─── Dataset entries
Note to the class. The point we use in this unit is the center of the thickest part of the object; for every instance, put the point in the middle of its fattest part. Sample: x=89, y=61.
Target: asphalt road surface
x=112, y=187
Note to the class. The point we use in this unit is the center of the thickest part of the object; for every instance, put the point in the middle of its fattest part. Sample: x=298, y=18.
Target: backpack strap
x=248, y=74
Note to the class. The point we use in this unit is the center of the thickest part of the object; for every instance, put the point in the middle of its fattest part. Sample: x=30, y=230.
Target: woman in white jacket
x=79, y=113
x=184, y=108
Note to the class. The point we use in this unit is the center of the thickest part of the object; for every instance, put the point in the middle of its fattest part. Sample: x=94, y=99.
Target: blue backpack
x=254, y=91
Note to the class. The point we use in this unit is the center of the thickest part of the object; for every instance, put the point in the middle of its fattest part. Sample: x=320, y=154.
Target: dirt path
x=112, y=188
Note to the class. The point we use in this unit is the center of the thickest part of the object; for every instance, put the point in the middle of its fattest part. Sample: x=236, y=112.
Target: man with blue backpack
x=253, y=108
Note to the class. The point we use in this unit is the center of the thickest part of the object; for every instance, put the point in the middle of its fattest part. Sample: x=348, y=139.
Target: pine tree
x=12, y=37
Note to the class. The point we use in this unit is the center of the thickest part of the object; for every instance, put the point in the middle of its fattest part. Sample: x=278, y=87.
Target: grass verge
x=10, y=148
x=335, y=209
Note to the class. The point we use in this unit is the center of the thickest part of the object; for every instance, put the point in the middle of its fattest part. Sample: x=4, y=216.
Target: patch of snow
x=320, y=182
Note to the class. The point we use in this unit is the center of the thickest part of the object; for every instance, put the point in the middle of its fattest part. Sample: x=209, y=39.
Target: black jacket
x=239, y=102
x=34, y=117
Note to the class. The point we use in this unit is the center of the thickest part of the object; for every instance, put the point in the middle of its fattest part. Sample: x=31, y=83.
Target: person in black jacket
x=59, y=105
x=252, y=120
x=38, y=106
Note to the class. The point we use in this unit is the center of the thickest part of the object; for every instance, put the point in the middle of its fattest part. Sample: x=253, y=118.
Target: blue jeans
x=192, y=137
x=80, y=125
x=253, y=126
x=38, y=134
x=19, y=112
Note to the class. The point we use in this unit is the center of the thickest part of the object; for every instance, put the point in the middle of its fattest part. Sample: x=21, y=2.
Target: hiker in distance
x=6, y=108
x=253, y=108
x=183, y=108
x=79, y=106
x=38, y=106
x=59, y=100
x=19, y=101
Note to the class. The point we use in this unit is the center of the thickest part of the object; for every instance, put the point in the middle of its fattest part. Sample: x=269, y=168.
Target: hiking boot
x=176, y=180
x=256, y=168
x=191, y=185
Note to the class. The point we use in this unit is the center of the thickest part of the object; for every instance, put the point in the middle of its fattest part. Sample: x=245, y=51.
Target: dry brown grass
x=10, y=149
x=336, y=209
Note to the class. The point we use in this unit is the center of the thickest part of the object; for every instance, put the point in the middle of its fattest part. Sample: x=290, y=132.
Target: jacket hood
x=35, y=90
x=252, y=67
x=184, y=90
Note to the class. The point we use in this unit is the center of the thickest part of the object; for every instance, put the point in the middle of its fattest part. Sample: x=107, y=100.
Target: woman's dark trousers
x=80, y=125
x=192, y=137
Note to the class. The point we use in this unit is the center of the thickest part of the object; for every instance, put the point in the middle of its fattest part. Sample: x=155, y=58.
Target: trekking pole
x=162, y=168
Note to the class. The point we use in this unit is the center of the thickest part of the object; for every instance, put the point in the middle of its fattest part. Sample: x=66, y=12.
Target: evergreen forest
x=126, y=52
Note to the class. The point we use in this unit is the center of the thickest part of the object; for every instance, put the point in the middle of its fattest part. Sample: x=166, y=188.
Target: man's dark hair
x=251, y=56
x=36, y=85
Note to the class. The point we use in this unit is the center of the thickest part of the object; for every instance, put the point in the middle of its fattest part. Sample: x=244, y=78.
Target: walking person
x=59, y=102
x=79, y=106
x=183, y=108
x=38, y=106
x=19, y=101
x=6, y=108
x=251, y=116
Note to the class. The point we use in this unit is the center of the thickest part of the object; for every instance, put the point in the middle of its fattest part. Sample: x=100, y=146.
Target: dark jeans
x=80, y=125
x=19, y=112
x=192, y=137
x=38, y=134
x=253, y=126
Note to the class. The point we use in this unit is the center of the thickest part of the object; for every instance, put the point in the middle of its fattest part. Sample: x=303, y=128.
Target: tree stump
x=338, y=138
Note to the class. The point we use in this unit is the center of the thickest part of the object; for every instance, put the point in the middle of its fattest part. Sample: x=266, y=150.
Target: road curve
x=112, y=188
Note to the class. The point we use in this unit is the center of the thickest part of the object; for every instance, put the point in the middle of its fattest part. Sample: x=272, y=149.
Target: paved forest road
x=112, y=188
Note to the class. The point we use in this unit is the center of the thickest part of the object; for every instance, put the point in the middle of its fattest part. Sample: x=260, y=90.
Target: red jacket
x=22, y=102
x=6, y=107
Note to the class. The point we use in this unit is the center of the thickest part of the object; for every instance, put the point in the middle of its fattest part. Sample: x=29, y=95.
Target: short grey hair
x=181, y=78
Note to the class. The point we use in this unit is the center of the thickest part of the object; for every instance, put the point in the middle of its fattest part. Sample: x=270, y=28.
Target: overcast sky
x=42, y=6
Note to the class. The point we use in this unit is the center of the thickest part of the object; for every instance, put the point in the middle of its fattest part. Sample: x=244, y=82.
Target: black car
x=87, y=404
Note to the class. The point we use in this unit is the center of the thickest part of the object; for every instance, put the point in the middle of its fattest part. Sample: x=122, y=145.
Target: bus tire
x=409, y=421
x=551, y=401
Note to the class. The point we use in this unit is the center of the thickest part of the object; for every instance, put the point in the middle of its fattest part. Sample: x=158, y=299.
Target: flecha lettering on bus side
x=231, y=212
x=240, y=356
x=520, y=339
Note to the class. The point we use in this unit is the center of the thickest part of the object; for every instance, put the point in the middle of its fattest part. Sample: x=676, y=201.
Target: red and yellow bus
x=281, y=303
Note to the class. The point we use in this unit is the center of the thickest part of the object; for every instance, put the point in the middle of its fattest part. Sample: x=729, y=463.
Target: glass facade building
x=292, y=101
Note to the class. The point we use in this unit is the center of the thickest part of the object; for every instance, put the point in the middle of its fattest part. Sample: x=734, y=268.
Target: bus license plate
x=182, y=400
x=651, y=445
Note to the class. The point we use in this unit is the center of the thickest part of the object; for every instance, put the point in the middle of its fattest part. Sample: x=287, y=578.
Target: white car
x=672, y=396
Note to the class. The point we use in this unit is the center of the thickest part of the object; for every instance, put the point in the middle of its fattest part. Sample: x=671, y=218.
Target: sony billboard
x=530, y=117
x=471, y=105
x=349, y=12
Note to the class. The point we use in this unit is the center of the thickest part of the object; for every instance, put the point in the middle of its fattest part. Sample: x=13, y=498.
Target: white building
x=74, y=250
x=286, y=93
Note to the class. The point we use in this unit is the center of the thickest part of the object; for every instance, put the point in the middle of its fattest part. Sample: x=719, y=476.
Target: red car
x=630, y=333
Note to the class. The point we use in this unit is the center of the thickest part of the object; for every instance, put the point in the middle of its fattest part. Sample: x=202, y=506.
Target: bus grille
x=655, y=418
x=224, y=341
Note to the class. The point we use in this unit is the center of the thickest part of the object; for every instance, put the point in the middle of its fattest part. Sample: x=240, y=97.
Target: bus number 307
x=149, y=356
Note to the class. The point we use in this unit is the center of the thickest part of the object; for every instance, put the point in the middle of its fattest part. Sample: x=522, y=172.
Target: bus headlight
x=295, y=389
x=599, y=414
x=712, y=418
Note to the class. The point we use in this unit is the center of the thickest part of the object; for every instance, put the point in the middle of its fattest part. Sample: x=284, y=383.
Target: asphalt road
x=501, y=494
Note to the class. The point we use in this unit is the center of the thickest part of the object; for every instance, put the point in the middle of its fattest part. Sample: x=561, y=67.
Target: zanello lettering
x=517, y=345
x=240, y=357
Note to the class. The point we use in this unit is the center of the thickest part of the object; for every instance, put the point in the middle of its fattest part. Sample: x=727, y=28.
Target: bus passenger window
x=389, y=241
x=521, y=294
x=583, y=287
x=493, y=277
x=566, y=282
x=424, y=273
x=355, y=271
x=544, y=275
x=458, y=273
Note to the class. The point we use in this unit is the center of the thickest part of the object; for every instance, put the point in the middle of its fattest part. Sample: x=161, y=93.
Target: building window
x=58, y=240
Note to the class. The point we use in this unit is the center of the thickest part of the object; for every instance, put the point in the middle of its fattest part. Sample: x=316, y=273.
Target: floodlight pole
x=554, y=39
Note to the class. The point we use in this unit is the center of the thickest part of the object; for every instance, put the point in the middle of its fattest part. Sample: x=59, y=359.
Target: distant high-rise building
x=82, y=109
──────
■ **Given instruction**:
Rewrite the stretch of the listing from the line containing "Sample: x=287, y=578." through the line containing "x=149, y=356", switching "car" to "vehicle" and leaving everything else unchanged.

■ **Answer for this exercise**:
Note to the class. The point we use in this unit is the center of the thickest part of the object; for every instance, put the point in the middle of its fattest part. Sample: x=287, y=578.
Target: white vehicle
x=672, y=396
Note to the class. The point we use in this unit is the center of the thickest part of the object; for every instance, put the point in the middle of its fattest part. Sample: x=671, y=218.
Target: sony billboard
x=530, y=117
x=471, y=105
x=349, y=12
Note to the class. The point we use in this unit is the center of the thickest part of the object; for every instance, put the point in the middle of its fattest part. Sample: x=13, y=498.
Target: white building
x=74, y=250
x=286, y=93
Note to the class. The point we use in this unit is the center of the thickest part of the object; for every instance, put the point in the middle of its fattest part. Sample: x=719, y=476.
Target: red vehicle
x=630, y=333
Note to the class. The point we use in this unit is the center of the thickest part of the object; for every instance, put the point in the middle of its fattest part. Sample: x=202, y=506.
Target: bus grille
x=655, y=418
x=224, y=341
Note to the class. The point we use in this unit is the center of the thickest part of the object; for every instance, put the point in the middle of its fattest part. Sample: x=240, y=97.
Target: bus number 307
x=149, y=356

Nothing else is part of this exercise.